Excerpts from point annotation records
-- -- --
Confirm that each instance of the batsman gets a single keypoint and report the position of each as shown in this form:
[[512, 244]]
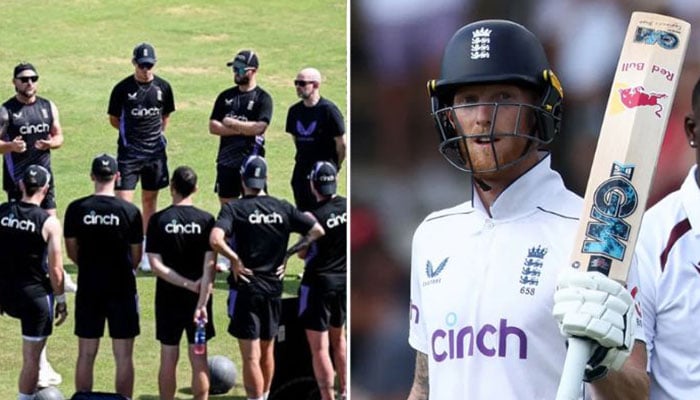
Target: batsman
[[493, 296]]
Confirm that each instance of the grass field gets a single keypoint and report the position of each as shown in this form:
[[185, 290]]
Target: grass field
[[81, 48]]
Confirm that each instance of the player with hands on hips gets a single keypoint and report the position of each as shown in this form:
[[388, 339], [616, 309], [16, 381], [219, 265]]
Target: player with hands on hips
[[591, 305]]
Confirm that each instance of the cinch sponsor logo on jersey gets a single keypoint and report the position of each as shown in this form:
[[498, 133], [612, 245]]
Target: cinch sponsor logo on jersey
[[94, 218], [20, 224], [145, 112], [304, 131], [334, 221], [191, 228], [433, 272], [488, 340], [259, 218], [532, 269], [31, 129]]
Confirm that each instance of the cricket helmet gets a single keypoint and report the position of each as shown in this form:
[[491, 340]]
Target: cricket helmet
[[494, 51]]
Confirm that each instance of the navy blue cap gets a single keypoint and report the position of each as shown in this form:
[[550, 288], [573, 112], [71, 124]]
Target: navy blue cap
[[254, 172]]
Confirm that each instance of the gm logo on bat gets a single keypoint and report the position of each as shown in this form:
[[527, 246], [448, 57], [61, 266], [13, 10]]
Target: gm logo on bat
[[607, 233]]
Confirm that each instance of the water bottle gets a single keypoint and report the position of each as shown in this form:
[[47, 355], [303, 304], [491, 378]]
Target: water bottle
[[200, 338]]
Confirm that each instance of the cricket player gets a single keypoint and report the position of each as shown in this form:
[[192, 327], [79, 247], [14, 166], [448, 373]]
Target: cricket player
[[484, 273], [139, 109], [318, 129], [668, 268]]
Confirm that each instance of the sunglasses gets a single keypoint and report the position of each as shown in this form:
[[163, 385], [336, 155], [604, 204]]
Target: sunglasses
[[25, 79], [241, 70], [298, 82]]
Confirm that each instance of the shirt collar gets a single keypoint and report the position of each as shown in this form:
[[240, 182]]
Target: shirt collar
[[690, 198], [525, 194]]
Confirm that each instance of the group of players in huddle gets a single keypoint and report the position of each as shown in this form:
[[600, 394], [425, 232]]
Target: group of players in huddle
[[105, 233]]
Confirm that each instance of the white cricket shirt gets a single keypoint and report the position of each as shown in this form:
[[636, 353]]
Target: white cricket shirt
[[668, 280], [482, 291]]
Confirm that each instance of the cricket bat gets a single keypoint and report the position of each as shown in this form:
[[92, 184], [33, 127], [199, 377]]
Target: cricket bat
[[623, 168]]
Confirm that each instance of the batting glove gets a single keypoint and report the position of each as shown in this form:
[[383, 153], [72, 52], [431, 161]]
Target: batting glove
[[591, 305]]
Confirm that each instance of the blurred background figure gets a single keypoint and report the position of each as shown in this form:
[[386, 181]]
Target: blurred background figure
[[395, 49]]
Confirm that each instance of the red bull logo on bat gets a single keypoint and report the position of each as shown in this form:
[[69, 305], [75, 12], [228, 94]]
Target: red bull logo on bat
[[638, 96]]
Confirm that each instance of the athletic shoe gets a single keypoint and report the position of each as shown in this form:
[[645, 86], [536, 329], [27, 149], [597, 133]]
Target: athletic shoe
[[48, 376], [69, 286], [145, 264]]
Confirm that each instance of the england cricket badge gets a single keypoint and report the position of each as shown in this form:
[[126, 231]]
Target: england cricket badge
[[532, 270]]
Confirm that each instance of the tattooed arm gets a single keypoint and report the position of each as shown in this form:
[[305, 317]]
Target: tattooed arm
[[419, 390]]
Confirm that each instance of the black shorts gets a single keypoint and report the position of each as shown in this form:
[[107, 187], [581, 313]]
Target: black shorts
[[319, 309], [152, 171], [303, 198], [253, 315], [173, 318], [35, 311], [121, 313], [228, 182], [49, 202]]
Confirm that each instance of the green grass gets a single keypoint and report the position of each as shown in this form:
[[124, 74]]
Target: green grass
[[81, 48]]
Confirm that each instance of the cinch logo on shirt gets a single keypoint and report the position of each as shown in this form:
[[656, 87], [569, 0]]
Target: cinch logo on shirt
[[20, 224], [487, 340], [191, 229], [96, 219], [33, 129], [337, 220], [259, 218], [145, 112]]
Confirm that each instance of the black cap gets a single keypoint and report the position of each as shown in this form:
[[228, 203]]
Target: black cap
[[24, 66], [324, 178], [36, 176], [245, 59], [144, 54], [104, 166], [254, 172]]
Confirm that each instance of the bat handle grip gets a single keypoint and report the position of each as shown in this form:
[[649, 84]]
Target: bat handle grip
[[577, 356]]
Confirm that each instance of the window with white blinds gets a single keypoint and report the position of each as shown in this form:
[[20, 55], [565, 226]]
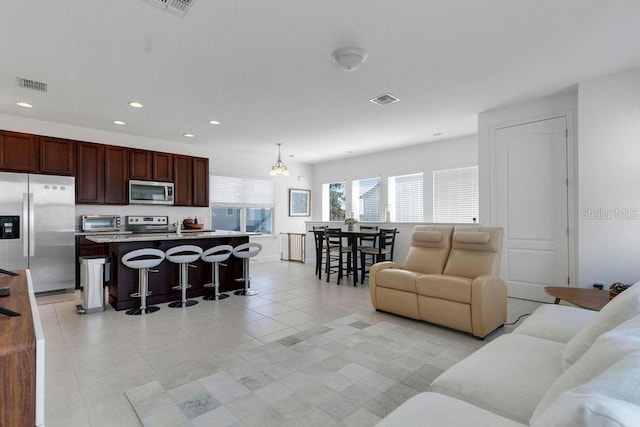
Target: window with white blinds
[[242, 204], [234, 191], [366, 193], [455, 195], [406, 197]]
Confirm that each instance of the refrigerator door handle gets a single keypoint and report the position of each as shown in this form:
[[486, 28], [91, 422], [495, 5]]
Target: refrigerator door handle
[[32, 227], [25, 229]]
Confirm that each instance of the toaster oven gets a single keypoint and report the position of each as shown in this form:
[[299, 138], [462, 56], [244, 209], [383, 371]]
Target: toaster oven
[[100, 223]]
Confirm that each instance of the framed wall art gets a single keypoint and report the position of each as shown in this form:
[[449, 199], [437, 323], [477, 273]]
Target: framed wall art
[[299, 202]]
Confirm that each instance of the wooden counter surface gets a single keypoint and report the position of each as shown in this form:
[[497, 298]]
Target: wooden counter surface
[[17, 355]]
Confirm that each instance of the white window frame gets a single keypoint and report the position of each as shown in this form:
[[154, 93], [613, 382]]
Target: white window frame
[[391, 207], [244, 197]]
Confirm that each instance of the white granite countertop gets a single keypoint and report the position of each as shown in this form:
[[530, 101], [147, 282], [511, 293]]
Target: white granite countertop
[[114, 238]]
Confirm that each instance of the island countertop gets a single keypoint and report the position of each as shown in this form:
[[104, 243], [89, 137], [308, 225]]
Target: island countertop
[[142, 237]]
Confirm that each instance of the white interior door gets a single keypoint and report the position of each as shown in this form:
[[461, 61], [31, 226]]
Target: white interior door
[[531, 205]]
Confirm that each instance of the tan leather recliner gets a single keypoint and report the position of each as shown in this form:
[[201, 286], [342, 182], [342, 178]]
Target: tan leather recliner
[[450, 277]]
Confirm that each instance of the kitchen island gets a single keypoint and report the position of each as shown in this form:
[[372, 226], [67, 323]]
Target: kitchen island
[[124, 281]]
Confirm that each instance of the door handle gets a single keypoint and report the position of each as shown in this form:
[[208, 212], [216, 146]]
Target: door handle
[[32, 227], [24, 225]]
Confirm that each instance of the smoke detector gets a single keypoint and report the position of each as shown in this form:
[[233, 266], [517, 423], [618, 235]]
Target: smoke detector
[[174, 7], [349, 58], [385, 99]]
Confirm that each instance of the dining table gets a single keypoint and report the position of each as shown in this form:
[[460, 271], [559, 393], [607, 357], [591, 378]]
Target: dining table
[[351, 234]]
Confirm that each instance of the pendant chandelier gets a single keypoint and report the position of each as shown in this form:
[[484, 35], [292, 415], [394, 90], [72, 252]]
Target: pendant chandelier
[[278, 167]]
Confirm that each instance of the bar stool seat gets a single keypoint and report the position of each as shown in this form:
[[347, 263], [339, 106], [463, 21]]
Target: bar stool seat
[[246, 251], [183, 255], [215, 256], [143, 260]]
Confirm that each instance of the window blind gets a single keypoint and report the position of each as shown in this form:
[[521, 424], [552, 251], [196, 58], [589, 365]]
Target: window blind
[[455, 195], [235, 191], [367, 192], [406, 197]]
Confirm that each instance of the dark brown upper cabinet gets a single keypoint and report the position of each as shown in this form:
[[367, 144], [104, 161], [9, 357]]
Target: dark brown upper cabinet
[[183, 180], [162, 166], [140, 164], [116, 175], [200, 182], [90, 173], [57, 156], [19, 152]]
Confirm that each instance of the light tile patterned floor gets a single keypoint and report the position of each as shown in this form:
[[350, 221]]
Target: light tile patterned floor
[[91, 360]]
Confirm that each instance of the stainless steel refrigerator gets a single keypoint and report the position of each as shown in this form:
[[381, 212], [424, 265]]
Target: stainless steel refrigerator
[[37, 221]]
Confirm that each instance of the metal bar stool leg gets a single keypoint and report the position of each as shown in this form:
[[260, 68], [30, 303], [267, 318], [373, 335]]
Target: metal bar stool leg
[[246, 251]]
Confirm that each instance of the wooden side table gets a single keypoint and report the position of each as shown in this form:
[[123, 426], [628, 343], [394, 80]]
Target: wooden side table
[[591, 299]]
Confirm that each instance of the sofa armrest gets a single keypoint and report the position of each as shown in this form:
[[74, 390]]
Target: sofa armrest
[[434, 409], [372, 275], [488, 304]]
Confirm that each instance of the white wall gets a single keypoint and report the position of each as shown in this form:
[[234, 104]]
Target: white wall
[[609, 178], [427, 157], [221, 162]]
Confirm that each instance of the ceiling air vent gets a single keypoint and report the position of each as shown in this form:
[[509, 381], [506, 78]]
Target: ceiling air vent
[[174, 7], [32, 84], [385, 99]]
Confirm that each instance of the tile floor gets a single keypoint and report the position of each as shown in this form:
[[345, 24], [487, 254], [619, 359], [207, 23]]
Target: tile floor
[[91, 360]]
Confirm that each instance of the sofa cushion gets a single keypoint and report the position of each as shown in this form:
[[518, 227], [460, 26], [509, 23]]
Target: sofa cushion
[[434, 409], [572, 409], [445, 287], [555, 322], [609, 399], [475, 251], [395, 278], [623, 307], [509, 376], [429, 249], [608, 349], [478, 237]]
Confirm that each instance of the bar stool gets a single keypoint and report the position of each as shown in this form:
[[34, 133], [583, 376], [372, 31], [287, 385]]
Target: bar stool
[[143, 260], [215, 256], [183, 255], [246, 251]]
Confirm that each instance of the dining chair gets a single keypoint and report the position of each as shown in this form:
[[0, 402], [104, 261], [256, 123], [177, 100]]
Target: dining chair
[[335, 249], [367, 241], [318, 237], [383, 251]]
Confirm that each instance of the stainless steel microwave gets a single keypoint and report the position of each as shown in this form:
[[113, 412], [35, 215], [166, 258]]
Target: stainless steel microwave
[[150, 192], [100, 222]]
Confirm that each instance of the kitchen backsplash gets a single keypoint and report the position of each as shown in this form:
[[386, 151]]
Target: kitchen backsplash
[[175, 213]]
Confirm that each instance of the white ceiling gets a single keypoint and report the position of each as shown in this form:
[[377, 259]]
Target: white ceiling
[[263, 67]]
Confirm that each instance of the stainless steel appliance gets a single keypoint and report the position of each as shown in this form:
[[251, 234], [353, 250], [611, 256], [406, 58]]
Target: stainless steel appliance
[[100, 222], [150, 192], [38, 220], [147, 224]]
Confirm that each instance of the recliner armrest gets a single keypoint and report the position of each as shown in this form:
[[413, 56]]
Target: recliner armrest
[[488, 304]]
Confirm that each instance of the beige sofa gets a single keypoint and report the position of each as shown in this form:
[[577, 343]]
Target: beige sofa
[[450, 277], [563, 366]]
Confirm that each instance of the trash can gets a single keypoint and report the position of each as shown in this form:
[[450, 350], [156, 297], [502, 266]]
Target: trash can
[[94, 273]]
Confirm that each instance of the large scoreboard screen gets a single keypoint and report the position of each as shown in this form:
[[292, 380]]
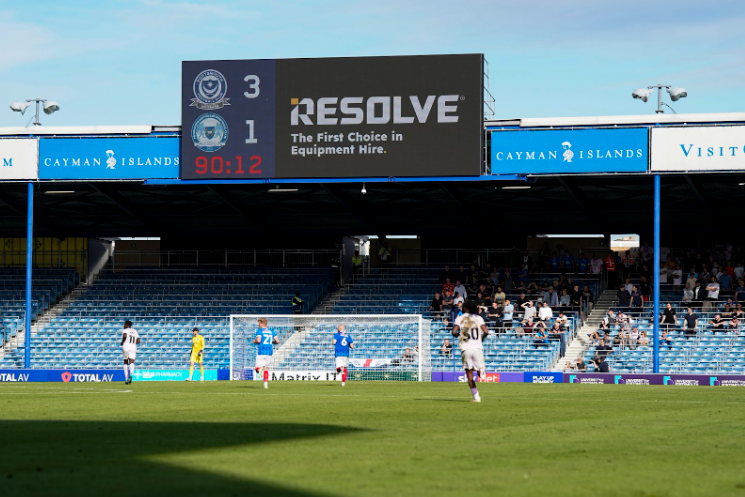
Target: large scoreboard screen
[[333, 117]]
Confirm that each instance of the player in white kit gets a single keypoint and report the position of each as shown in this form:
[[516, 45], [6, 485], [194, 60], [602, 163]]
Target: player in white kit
[[130, 341], [471, 330]]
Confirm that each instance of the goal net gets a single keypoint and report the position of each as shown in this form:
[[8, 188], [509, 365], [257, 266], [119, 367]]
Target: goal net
[[386, 347]]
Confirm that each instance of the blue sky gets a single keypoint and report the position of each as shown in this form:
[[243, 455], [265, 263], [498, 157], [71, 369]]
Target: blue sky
[[119, 62]]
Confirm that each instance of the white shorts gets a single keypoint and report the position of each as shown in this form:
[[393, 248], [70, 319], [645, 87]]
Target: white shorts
[[472, 359], [263, 361]]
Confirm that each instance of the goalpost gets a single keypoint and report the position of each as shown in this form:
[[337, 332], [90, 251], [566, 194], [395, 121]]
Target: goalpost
[[393, 347]]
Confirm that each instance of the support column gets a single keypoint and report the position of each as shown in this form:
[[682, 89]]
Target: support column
[[29, 266], [656, 275]]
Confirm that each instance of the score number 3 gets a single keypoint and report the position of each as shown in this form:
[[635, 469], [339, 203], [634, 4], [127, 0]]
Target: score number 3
[[254, 91]]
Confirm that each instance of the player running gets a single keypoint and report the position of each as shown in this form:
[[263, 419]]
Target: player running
[[197, 349], [471, 330], [264, 338], [342, 343], [130, 341]]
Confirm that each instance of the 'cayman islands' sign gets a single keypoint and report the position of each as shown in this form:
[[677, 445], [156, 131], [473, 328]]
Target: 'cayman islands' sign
[[569, 151], [109, 158]]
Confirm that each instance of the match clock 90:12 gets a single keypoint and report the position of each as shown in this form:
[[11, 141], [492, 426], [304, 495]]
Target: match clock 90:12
[[216, 165]]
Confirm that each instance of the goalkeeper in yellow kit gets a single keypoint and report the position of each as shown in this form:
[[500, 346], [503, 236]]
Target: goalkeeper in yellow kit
[[197, 350]]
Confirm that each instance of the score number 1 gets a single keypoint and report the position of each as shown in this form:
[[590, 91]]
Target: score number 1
[[255, 90]]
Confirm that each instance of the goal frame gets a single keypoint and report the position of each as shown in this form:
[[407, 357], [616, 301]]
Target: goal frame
[[337, 317]]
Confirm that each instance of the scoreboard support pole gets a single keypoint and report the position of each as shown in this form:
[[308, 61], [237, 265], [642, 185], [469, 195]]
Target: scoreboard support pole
[[656, 273], [29, 267]]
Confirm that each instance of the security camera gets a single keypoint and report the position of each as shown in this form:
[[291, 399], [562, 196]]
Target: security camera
[[677, 93], [642, 93]]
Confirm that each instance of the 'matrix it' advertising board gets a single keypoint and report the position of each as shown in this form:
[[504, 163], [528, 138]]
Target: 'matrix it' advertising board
[[334, 117], [109, 158], [569, 151], [18, 158], [697, 148]]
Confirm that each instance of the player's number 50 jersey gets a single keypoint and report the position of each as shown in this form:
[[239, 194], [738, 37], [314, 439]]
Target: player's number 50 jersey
[[471, 335], [130, 339]]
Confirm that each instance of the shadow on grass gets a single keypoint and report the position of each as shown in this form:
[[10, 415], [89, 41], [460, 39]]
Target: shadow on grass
[[88, 458]]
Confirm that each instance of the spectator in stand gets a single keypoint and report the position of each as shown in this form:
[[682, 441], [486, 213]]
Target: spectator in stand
[[522, 299], [596, 264], [551, 298], [437, 306], [567, 262], [691, 321], [633, 338], [666, 340], [530, 310], [624, 298], [636, 298], [734, 324], [583, 263], [446, 274], [545, 313], [541, 336], [677, 277], [557, 333], [507, 312], [669, 319], [628, 286], [580, 364], [687, 293], [460, 289], [712, 290], [447, 349], [699, 294], [554, 263], [493, 315], [691, 281], [740, 290], [588, 299], [448, 287], [717, 324], [610, 269], [499, 297], [725, 281]]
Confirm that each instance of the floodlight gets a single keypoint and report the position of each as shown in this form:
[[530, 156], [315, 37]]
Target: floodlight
[[642, 93], [19, 106], [50, 107], [677, 93]]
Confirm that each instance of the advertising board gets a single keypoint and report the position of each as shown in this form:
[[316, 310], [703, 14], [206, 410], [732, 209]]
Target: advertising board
[[698, 148], [568, 151], [19, 158], [109, 158], [333, 117]]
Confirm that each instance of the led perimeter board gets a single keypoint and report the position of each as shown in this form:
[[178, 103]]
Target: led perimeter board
[[332, 117]]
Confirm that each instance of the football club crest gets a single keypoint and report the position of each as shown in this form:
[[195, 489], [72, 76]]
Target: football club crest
[[210, 89], [209, 132]]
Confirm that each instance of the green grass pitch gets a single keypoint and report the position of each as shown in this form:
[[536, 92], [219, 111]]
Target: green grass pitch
[[370, 439]]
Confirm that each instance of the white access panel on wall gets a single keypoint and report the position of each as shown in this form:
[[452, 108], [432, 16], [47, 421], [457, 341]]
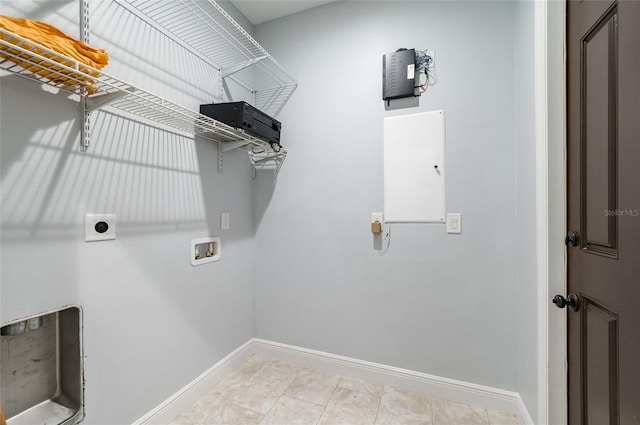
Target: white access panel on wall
[[414, 168]]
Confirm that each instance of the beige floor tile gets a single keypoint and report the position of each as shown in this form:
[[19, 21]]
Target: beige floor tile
[[359, 385], [292, 411], [447, 412], [404, 407], [183, 420], [350, 408], [314, 386], [260, 392], [230, 414], [499, 418]]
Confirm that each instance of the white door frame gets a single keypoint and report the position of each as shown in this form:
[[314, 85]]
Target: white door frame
[[549, 75]]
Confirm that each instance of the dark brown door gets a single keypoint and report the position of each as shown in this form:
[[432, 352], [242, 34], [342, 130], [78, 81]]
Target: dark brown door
[[603, 189]]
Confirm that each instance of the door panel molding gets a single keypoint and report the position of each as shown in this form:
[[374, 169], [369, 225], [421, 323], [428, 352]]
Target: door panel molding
[[599, 363], [598, 136]]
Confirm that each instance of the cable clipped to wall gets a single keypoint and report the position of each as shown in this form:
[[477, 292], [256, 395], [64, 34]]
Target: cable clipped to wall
[[425, 65]]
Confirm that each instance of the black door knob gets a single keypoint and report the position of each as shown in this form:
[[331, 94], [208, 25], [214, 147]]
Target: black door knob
[[571, 301], [571, 239]]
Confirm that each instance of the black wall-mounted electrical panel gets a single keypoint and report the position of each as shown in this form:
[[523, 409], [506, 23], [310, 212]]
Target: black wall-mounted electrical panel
[[398, 74], [243, 116]]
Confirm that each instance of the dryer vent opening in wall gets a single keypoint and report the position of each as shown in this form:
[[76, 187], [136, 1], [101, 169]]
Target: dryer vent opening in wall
[[41, 369]]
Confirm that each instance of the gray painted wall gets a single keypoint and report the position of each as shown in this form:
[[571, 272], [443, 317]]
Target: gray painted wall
[[525, 242], [152, 322], [435, 303]]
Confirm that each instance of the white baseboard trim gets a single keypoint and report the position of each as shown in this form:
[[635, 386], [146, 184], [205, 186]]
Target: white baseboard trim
[[462, 392], [451, 389], [184, 398]]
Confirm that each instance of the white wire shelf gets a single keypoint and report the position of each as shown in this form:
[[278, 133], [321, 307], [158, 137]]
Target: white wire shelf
[[206, 30], [28, 59]]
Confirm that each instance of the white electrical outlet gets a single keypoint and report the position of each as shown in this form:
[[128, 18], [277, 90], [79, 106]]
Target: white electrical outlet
[[454, 223], [99, 227], [224, 221]]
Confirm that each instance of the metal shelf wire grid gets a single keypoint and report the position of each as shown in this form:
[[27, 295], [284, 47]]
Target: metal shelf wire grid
[[207, 31], [33, 61]]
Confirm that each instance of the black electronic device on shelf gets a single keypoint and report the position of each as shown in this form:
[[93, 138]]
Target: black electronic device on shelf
[[399, 74], [243, 116]]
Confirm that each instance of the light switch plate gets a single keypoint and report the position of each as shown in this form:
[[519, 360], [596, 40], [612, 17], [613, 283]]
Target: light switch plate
[[99, 227], [454, 223]]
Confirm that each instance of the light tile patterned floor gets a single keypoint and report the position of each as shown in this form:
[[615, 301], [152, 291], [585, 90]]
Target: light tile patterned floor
[[265, 391]]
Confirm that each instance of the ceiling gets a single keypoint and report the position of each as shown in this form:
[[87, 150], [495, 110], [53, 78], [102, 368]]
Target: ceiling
[[261, 11]]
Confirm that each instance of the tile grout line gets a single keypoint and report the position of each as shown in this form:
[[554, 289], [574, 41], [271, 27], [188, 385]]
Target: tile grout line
[[375, 420], [328, 401], [281, 395]]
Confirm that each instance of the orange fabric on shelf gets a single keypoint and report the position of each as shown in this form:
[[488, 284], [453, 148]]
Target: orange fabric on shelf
[[56, 40]]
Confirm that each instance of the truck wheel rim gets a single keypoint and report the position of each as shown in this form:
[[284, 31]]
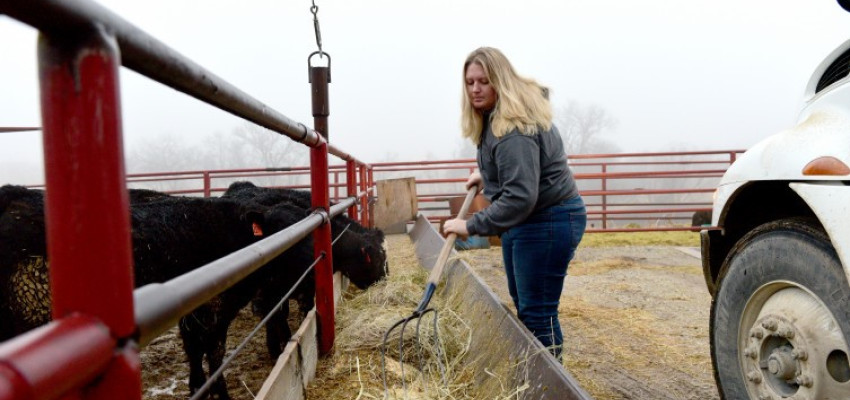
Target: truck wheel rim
[[791, 346]]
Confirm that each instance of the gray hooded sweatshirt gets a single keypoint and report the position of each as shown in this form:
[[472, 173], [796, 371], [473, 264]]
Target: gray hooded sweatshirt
[[521, 174]]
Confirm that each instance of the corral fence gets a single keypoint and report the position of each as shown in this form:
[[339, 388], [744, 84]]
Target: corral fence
[[625, 192], [91, 349]]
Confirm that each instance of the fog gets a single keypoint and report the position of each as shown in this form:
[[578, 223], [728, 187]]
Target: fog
[[694, 75]]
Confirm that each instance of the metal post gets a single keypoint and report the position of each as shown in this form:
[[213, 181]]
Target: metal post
[[336, 186], [351, 186], [370, 184], [604, 197], [86, 202], [364, 201], [319, 79], [207, 184]]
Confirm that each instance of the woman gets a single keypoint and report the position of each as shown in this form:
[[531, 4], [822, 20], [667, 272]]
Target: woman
[[535, 205]]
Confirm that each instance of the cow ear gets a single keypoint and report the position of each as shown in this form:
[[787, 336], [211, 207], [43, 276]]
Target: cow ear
[[257, 221], [365, 255]]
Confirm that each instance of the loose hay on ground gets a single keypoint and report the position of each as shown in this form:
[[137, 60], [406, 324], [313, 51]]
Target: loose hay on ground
[[355, 371]]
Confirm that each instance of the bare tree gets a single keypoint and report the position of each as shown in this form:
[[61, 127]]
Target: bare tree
[[581, 126], [268, 149]]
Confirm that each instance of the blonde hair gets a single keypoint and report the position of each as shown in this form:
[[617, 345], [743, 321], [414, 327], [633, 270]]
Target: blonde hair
[[521, 103]]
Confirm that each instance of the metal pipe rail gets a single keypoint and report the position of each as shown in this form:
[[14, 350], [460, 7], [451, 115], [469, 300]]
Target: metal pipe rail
[[81, 47], [148, 56]]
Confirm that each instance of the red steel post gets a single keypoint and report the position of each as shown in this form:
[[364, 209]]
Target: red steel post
[[207, 184], [371, 185], [86, 201], [604, 197], [364, 201], [319, 177], [351, 186]]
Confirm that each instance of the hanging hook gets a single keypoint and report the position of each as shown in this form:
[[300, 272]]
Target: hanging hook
-- -- --
**TASK BRIEF**
Revise the records from the line with "Confirm that each instance of the beige sofa" up to and including the line with "[[333, 117]]" by replacing "trash can" with "waste bin" and keeping everything else the same. Leave the pictures out of your answer.

**WRITTEN REPLY**
Confirm that each instance of the beige sofa gets a single keypoint and report the position of each as shown in this form:
[[577, 343]]
Target: beige sofa
[[450, 277], [563, 366]]
Confirm that each instance of the waste bin gets a single keypoint and report the position of each as shown in this form:
[[450, 350], [156, 297], [502, 266]]
Target: waste bin
[[94, 273]]
Confirm that each instance of the large scoreboard screen gets a single keypoint and report the position of each as shown in this form:
[[292, 380]]
Target: large scoreboard screen
[[333, 117]]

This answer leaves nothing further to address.